D’ici là, la mobilisation bat son plein. Dès ce samedi, un nouveau rassemblement se tiendra sur la place du Vigan, à Albi, pour mobiliser la population tant qu’il est encore temps. Et dimanche, un grand pique-nique familial aura lieu sur la zone.
- Plus d’infos sur les actions du week-end
- Télécharger le texte de l’invitation au pique-nique dimanche 7 septembre :
UNE SEMAINE INFERNALE

Retour sur quinze jours de lutte.
- Lundi 25 août : Des gendarmes arrivent sur site pour préparer les travaux de déboisement
- Lundi 1 septembre : Début du déboisement. Plus de 150 gendarmes face à une centaine d’opposants, dont quelques-uns prêts à l’affrontement physique. Echauffourées assez violentes, tandis qu’une dizaine de bûcherons entament la coupe de la forêt à la tronçonneuse. Durant toute la journée, affrontements réguliers avec jets de cocktails Molotov et de projectiles d’un côté, tirs de flashballs, grenades lacrymogènes et coups de matraques de l’autre. Saccage illégal par les forces de police d’une cabane reconnue comme lieu d’habitation par huissier. Au total, une dizaine de blessés (opposants). . Lire le récit détaillé
- Mardi 2 : poursuite du déboisement à la tronçonneuse. Action plus violente des forces de police, qui bloquent la zone pour éviter que s’organise une bataille rangée comme la veille. Actions non violentes de clowns et de groupes militants à découvert tentant sans succès un contact avec les déboiseurs. Destruction d’une barricade en fin de journée lors du retrait du dispositif. Une vingtaine de blessés (opposants), dont trois par tirs de flashballs.
. Lire le récit détaillé
- Mercredi 3 : entrée sur le site d’une déboiseuse-débroussailleuse et d’une broyeuse mécanique. Dispositif militaire très rigide, multiples agressions de militants et actes d’humiliation de la part des forces de l’ordre. Destruction illégale et incendie de la cabane saccagée le lundi. Saccage du campement principal de la Bouillonnante, avec destruction des denrées alimentaires et vols d’effets personnels. Action des clowns dans les locaux de la CACG près de Toulouse.

• _CONSIGNE 1_
D'après le texte fourni, combien de gendarmes font face aux opposants le lundi 1 septembre ?
• _CONSIGNE 2_
Restituez mot pour mot le passage du texte fourni qui va de « D’ici là, la » jusqu'à « sur la zone. ».
• _CONSIGNE 3_
Quels jours figurent dans la chronologie « Retour sur quinze jours de lutte » du texte fourni ? Donnez-les tous.

• _DONNÉES SOURCES_
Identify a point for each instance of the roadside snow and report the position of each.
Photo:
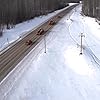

• _RÉPONSE 1_
Plus de 150 gendarmes.

• _RÉPONSE 2_
D’ici là, la mobilisation bat son plein. Dès ce samedi, un nouveau rassemblement se tiendra sur la place du Vigan, à Albi, pour mobiliser la population tant qu’il est encore temps. Et dimanche, un grand pique-nique familial aura lieu sur la zone.

• _RÉPONSE 3_
Lundi 25 août, lundi 1 septembre, mardi 2 et mercredi 3.